[Excerpt from a dataset]

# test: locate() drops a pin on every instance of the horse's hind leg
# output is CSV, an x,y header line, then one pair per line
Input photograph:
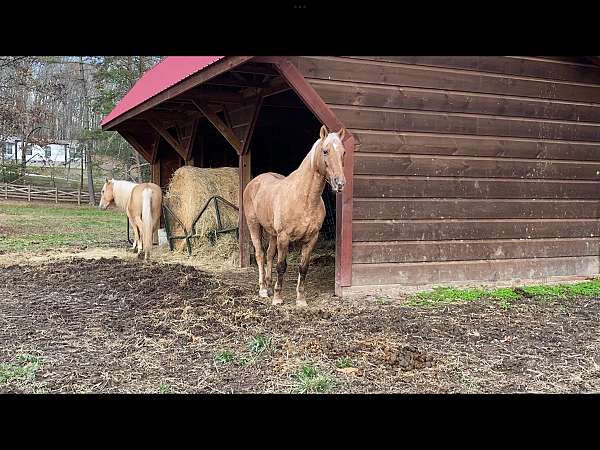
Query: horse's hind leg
x,y
255,234
283,243
136,234
307,249
269,270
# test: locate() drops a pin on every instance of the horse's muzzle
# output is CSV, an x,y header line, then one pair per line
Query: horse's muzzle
x,y
337,184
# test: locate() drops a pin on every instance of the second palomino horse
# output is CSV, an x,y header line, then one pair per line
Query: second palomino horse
x,y
291,209
142,204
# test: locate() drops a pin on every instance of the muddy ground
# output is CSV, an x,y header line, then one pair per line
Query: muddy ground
x,y
120,325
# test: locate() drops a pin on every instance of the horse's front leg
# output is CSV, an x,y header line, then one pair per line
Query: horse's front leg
x,y
136,234
307,249
283,243
255,234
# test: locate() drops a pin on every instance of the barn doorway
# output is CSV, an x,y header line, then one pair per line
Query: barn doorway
x,y
284,133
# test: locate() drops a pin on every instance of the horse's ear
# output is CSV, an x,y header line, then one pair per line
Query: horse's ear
x,y
324,132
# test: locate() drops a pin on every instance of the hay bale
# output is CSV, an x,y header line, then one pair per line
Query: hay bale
x,y
189,190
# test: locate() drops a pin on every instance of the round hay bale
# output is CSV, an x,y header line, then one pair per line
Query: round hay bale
x,y
189,190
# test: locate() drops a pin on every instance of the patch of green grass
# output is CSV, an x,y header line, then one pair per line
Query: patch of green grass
x,y
443,296
224,357
506,296
165,388
584,289
22,371
310,381
344,362
258,344
543,291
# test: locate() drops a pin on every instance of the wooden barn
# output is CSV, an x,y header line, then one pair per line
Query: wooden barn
x,y
459,169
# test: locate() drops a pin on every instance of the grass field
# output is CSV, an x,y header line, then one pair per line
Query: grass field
x,y
39,226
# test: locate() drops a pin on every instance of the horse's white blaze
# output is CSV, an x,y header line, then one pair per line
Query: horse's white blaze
x,y
313,154
334,140
122,192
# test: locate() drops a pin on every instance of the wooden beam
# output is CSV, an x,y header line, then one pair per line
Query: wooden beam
x,y
230,80
244,234
202,76
155,144
226,131
186,134
344,200
253,119
255,69
167,137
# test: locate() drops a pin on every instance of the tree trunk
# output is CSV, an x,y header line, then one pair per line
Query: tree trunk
x,y
136,155
90,176
86,123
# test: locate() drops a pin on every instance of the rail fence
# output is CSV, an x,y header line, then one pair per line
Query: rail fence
x,y
30,192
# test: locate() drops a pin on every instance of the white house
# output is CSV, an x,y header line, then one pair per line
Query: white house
x,y
55,153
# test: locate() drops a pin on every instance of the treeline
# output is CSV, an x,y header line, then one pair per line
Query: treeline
x,y
44,99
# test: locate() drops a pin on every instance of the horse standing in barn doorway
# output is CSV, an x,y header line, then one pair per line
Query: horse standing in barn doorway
x,y
291,209
142,203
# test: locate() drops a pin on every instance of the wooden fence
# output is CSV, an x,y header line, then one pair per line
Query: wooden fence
x,y
30,193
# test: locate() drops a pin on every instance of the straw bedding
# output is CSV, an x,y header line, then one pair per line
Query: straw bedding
x,y
189,190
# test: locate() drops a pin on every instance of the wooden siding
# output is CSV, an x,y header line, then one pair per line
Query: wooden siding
x,y
468,168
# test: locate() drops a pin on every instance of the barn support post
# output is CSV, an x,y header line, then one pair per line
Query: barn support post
x,y
244,233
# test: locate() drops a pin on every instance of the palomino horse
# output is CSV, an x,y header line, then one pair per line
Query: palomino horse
x,y
142,204
291,209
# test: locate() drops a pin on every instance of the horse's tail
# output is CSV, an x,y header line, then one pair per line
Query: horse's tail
x,y
147,221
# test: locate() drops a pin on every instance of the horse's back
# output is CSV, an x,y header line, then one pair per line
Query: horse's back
x,y
262,182
135,201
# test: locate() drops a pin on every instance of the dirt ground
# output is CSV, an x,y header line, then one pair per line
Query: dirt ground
x,y
101,321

Task details
Your task is to repeat the material above exactly, without its pictures.

Final result
# test: locate() drops a pin on every instance of the horse's hind leg
# output is CSV, an x,y header line, then one pair per line
Input photograph:
Query: horse's hind leg
x,y
255,234
283,243
136,234
307,249
269,270
# test: locate() drops a pin on every instance of the horse's muzzle
# output is CSV, an x,y header line, then one pair per line
Query: horse's muzzle
x,y
337,184
# test: locate() drops a pin on every instance of the second palomino horse
# output is CSV, an x,y header line, then one pair per line
Query: second palomino horse
x,y
291,209
142,204
# test: locate() drops a pin on every instance of the muddy ground
# output is CSV, an x,y header line, then one pair per line
Query: muddy ground
x,y
120,325
# test: locate() drops a pin on every instance of the horse's front leg
# output is CSV, an x,y header line, then one pair per line
Query: horse's front leg
x,y
136,234
307,249
283,243
255,234
# test: locate() drops a pin on every instance of the barn doorway
# output is CSV, an x,y header line, then one pair per line
Query: barn doorway
x,y
284,133
# test: locate() drops a pin on every instance of the horse's ear
# output is CSV, an x,y header line, then one pair per line
Query: horse's ear
x,y
324,132
# test: locate() drops a pin on every instance of the hay bale
# output is CSV, an x,y header line, then one pair per line
Query: hay bale
x,y
189,190
# test: locate() drops a pin on every instance of the round hay bale
# output is CSV, an x,y header line, then one pair per line
Query: round hay bale
x,y
189,190
# test: locate() drops a pin on every instance of the patch of green grass
# output is CSV, an x,y header line, then one pair per line
Query: patch of green grass
x,y
443,296
224,357
506,296
165,388
584,289
22,371
310,381
344,362
258,344
543,291
# test: locate() drops a pin on every instance of the wooden barn
# output is CSV, an x,y header line, then one pair per line
Query: wooden barn
x,y
459,169
# test: locate() drops a pin on every instance of the grass field
# output is CSV, an x,y header line, then one pair per line
Query: grass field
x,y
39,226
# test: locate() drops a pin on every instance of the horse's white blaze
# output is CSV, an x,y header line, then one pair per line
Query: horse's white blaze
x,y
313,154
334,140
122,192
# test: locate() drops a pin on every instance of the wooden beam
# output is CSV, an x,y header line, then one pair per line
Query: wooden beam
x,y
230,80
244,234
202,76
155,144
226,131
186,134
344,200
253,119
255,69
167,137
# test: locate() drops a pin on every instance of the tree trunk
# output is CSV, an x,y header line, then one pair per line
Query: tree trunk
x,y
136,155
90,176
86,123
# test: locate() drops a pin on every instance of the rail fence
# output is CSV, an x,y header line, then one pair per line
Query: rail fence
x,y
30,192
# test: locate() drops a pin on every instance of the white house
# output is CSV, an x,y header line, then one pair per line
Query: white house
x,y
55,153
# test: locate() drops a pin on every instance of the treeline
# output is CSV, an x,y header line, then one pair per line
Query: treeline
x,y
44,99
# test: locate() drops a pin on every instance of the horse standing in barn doorway
# output is CSV, an x,y header line, then one pair per line
Query: horse standing in barn doorway
x,y
291,209
142,203
# test: locate() drops a pin on every instance of the wooden fence
# output is CSV, an x,y header line, then one pair per line
Query: wooden fence
x,y
30,193
# test: locate() drops a pin on every instance of the straw bedding
# output is CSV, an x,y header line, then one pair per line
Query: straw bedding
x,y
189,190
# test: locate() drops a pin on every instance of the wooden siding
# output is CSV, an x,y header line, then one pair per line
Query: wooden siding
x,y
468,168
# test: locate() drops a pin on every instance of the barn support post
# output is CSV, an x,y header line, then one pair per line
Query: barn support post
x,y
244,233
# test: locate() drops a pin on every instance of the palomino horse
# output is CSV, an x,y header line, then one pair per line
Query: palomino horse
x,y
142,204
291,209
# test: locate() drops a pin on every instance of the horse's tail
# output is CSV, an x,y header line, then one pair per line
Query: horse's tail
x,y
147,221
# test: locate() drops a pin on every instance of the horse's back
# output is CSV, an x,y header line, then one pair per line
Query: horse's back
x,y
262,182
135,201
# test: locate() drops a pin on every instance of the dirt ground
# output is CSV, an x,y header line, then one pair per line
Query: dirt ground
x,y
101,321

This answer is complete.